Stored entries:
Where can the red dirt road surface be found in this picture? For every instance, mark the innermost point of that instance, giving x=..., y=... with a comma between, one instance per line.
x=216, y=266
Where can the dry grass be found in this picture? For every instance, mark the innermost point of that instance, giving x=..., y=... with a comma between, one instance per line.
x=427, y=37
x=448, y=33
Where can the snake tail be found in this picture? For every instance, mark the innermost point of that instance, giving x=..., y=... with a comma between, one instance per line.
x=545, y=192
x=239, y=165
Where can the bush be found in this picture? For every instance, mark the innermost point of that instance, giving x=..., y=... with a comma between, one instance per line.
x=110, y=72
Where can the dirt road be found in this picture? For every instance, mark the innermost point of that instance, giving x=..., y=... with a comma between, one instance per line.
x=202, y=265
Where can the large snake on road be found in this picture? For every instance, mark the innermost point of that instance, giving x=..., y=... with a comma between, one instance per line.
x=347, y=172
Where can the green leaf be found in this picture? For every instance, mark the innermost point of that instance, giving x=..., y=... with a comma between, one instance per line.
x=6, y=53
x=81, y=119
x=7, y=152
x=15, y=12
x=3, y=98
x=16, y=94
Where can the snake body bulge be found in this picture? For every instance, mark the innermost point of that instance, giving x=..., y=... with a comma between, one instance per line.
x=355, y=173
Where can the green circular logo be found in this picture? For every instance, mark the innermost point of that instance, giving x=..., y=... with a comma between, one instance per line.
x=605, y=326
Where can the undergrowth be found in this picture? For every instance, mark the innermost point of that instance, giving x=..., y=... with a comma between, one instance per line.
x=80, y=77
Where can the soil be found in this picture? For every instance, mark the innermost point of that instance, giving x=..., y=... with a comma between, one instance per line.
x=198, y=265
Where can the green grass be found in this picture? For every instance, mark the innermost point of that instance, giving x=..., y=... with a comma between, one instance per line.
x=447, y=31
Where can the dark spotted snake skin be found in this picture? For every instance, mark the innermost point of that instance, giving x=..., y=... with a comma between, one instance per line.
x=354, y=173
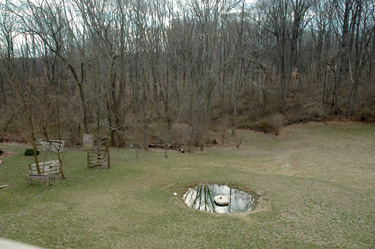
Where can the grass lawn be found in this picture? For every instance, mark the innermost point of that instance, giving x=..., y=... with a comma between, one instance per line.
x=316, y=187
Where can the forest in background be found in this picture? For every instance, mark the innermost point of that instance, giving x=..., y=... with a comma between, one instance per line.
x=134, y=70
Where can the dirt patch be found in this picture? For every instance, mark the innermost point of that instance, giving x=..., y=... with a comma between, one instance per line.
x=8, y=138
x=7, y=154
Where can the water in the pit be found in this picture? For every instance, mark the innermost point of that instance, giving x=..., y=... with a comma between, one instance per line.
x=218, y=199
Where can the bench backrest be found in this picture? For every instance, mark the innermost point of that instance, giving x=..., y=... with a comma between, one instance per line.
x=53, y=145
x=46, y=168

■ Problem statement: Return every entry unchanged and skip the pictures.

■ Answer area:
Where can the red dirt road surface be found in this picture? For every instance, mark the innermost point of that instance, giving x=..., y=... with a comma between, one instance per line.
x=216, y=266
Where can the dry grass be found in this picture? For every instance, mark the innermost point of that instance, giving x=..., y=... with a comma between, one instance per line.
x=427, y=37
x=448, y=33
Where can the snake tail be found in this picture? For every instance, mark the innermost point of that instance, giving x=..., y=... with a comma between, one instance per line.
x=545, y=192
x=239, y=165
Where can the bush be found in this picture? For every instance, mark the innermost point of that instance, giving x=..., y=... with a comma between, one instance per line.
x=110, y=72
Where can the dirt road be found in this picture? For every instance, mark the innermost point of that instance, giving x=..., y=... with a comma between, one instance per line.
x=202, y=265
Where can the large snake on road be found in this picture? For every instance, mark the innermost point of that instance, giving x=..., y=... with a comma between, one instance per line.
x=347, y=172
Where can the green leaf be found in this picture? For every instance, mark the innermost point of that instance, giving x=..., y=... with a comma between, one instance per line.
x=6, y=53
x=81, y=119
x=7, y=152
x=15, y=12
x=3, y=98
x=16, y=94
Where can the snake body bulge be found in this picture? For every instance, mark the innermost point of that instance, giving x=..., y=... with a comma between, one instance per line.
x=355, y=173
Where can the green circular logo be found in this picture? For every instance, mark the innermost point of that instance, giving x=..., y=... with a comma between, one instance per line.
x=605, y=326
Where can the undergrowth be found in this picture? For every instance, mark the innermost point of that instance, giving x=..., y=... with a comma between, one instance per line.
x=80, y=77
Where can the soil be found in this picture? For every instance, mark the innermost point of that instance, giving x=..., y=... with a comma between, one instance per line.
x=198, y=265
Where can the green grass be found in this picture? For every instance, mark the innermost point of that instance, giving x=..., y=... with a comma between, one instance per line.
x=447, y=31
Where can the dark spotted snake skin be found in this picture? For every instance, mark the innermost point of that instance, giving x=..., y=... with a comma between, one instance per line.
x=354, y=173
Where can the grass lawn be found in this picture? For every instance, mark the innermost point of that instance, giving x=..., y=... with a comma between, one instance per line.
x=316, y=187
Where can the forest in background be found in this picture? For every instance, mark the innermost point of that instance, giving x=..., y=... with a comma between, one instance per line.
x=134, y=70
Where can the dirt patch be found in this picture? For every instance, mark the innermost point of that instance, giving x=..., y=... with a comma between, one instance per line.
x=8, y=138
x=7, y=154
Where can the water in the pit be found in this picture? For every instance, mark the innermost point of that instance, giving x=..., y=... with a comma between, one instance per line.
x=218, y=199
Where can the bench backrest be found in this picture? For every instance, mark the innermost point of that instance, giving x=..., y=... with a comma between, one instance per line.
x=53, y=145
x=46, y=168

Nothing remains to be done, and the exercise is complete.